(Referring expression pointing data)
+===+

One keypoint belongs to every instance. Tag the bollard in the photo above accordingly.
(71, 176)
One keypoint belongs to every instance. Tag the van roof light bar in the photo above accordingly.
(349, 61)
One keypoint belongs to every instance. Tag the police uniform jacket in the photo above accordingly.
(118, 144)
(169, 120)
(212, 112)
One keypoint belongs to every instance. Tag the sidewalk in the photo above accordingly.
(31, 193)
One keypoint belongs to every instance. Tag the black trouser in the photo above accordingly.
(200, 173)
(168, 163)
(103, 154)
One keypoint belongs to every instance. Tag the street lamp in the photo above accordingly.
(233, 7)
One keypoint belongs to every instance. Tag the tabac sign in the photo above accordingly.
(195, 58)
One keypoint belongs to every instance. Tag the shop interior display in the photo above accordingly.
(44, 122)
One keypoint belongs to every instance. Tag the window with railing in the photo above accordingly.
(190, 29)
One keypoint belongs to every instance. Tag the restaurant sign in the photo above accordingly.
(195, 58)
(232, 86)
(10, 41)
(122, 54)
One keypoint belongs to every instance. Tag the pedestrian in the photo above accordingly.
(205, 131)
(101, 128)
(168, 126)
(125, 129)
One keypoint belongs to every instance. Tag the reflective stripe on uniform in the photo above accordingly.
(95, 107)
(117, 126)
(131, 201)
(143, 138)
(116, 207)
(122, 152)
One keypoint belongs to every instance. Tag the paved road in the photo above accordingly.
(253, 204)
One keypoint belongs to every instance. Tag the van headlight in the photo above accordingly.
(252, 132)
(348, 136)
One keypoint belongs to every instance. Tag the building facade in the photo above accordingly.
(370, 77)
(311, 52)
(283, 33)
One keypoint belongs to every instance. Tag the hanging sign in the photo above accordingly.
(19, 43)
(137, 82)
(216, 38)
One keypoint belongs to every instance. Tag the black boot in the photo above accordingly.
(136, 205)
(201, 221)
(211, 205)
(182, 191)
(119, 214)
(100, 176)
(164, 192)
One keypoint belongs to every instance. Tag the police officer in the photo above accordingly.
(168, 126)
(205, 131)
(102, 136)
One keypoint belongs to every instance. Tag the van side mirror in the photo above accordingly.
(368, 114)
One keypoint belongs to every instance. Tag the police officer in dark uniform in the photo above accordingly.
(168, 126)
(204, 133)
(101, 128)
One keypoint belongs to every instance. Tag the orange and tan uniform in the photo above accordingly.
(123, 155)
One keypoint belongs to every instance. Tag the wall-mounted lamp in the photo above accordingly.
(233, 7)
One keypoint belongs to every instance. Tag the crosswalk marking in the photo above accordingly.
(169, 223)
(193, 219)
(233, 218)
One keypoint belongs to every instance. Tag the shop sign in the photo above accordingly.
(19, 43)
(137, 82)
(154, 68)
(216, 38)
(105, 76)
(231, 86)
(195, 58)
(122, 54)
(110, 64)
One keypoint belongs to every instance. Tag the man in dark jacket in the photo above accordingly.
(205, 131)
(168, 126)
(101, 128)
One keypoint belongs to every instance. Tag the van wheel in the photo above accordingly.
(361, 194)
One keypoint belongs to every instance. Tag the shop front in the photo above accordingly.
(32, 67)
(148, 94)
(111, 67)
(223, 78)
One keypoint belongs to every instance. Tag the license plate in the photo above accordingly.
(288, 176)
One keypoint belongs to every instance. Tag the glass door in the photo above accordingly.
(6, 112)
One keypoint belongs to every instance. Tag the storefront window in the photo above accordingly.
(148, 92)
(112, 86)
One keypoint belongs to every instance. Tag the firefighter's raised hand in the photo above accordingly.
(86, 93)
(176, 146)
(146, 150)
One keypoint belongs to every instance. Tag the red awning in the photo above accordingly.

+===+

__Task prompt__
Output the data in full, exactly as it stands.

__Exercise output__
One keypoint belongs to every instance. Tag the bollard in the photo above accordingly.
(71, 176)
One keypoint belongs to every instance. Tag the van roof light bar in the photo above accordingly.
(349, 61)
One keypoint belongs to every instance. Tag the police uniform jacket in the photo above accordingly.
(118, 144)
(169, 120)
(212, 112)
One keypoint belongs to every instance. Tag the sidewalk in the photo above accordingly.
(31, 193)
One keypoint belongs to every instance. Tag the black trouser in the photo above accordingly.
(200, 173)
(168, 163)
(103, 154)
One keypoint belongs to every instance. Tag the street lamp in the photo above accordingly.
(233, 7)
One keypoint belongs to every instance. Tag the tabac sign in the photo above accordingly.
(195, 58)
One keypoint belongs to every instance. Tag the shop interior display in the photo above accordingly.
(44, 122)
One keypoint belongs to every instance. Tag the window with railing in the photo above accordingly.
(190, 29)
One keypoint belongs to every instance. Tag the restaurant sign in the photo above accordingly.
(195, 58)
(232, 86)
(10, 41)
(122, 54)
One keypoint belongs to every instance. Tag the pedestrian in the photo above accordingly.
(205, 131)
(101, 128)
(168, 126)
(125, 129)
One keypoint belongs to every instance. Tag the reflective stripe on uniform in the photo above accordingly.
(95, 107)
(117, 126)
(131, 201)
(143, 138)
(116, 207)
(122, 152)
One keypoint belongs to every instance. Tag the paved road in the photo above accordingly.
(253, 204)
One keypoint belongs to every instance. Tag the van headlight in the photo above accordingly.
(252, 132)
(348, 136)
One keypoint belongs to every instance. Tag the building facade in the photo above accordingly.
(370, 77)
(311, 52)
(283, 33)
One keypoint belongs to every instance. Tag the hanging sign in the photo above accordingly.
(19, 43)
(137, 82)
(216, 38)
One keypoint belongs to every instance. Tag the black boot in the photo above accordingly.
(136, 205)
(201, 221)
(211, 205)
(182, 191)
(119, 214)
(100, 176)
(164, 192)
One keypoint belongs to every instance. Tag the police officer in the photo above accordingly.
(168, 126)
(205, 131)
(102, 136)
One keypoint belongs to every instance. Tag the van side mirror in the photo above accordingly.
(368, 114)
One keypoint belongs to every instance. Tag the police officer in dark uniform in the photo above accordingly.
(168, 126)
(204, 133)
(101, 128)
One keypoint belongs to every instance. Tag the orange and tan uniform in the photo above accordingly.
(123, 155)
One keypoint belongs to every instance. Tag the wall-mounted lamp in the photo above accordingly.
(233, 7)
One keypoint belongs to every instance. Tag the crosswalk marking in the photo above accordingly.
(169, 223)
(193, 219)
(233, 218)
One keypoint belongs to every instance. Tag the shop sign in the photo above accordingly.
(19, 43)
(137, 82)
(154, 68)
(216, 38)
(105, 76)
(231, 86)
(195, 58)
(122, 54)
(110, 64)
One keypoint belongs to every instance. Tag the man in dark jacket in the photo above accordingly.
(205, 131)
(168, 126)
(101, 128)
One keypoint belongs to every instance. Tag the van wheel in the photo above accordingly.
(361, 194)
One keypoint belongs to every instance. Tag the shop front in the photo above accordingly.
(32, 67)
(148, 94)
(111, 67)
(223, 78)
One keypoint belongs to every instance. Tag the license plate in the photo above accordingly.
(288, 176)
One keypoint belongs to every instance. Tag the glass door in the photo above accordingly.
(6, 112)
One keypoint belongs to every instance. Tag the storefront window in the photo above accordingly.
(148, 92)
(112, 86)
One keypoint belongs to every instance. Tag the firefighter's raised hand in the photo above accordingly.
(86, 93)
(176, 146)
(146, 150)
One keypoint belongs to every instance. Tag the red awning in the photo above accordingly.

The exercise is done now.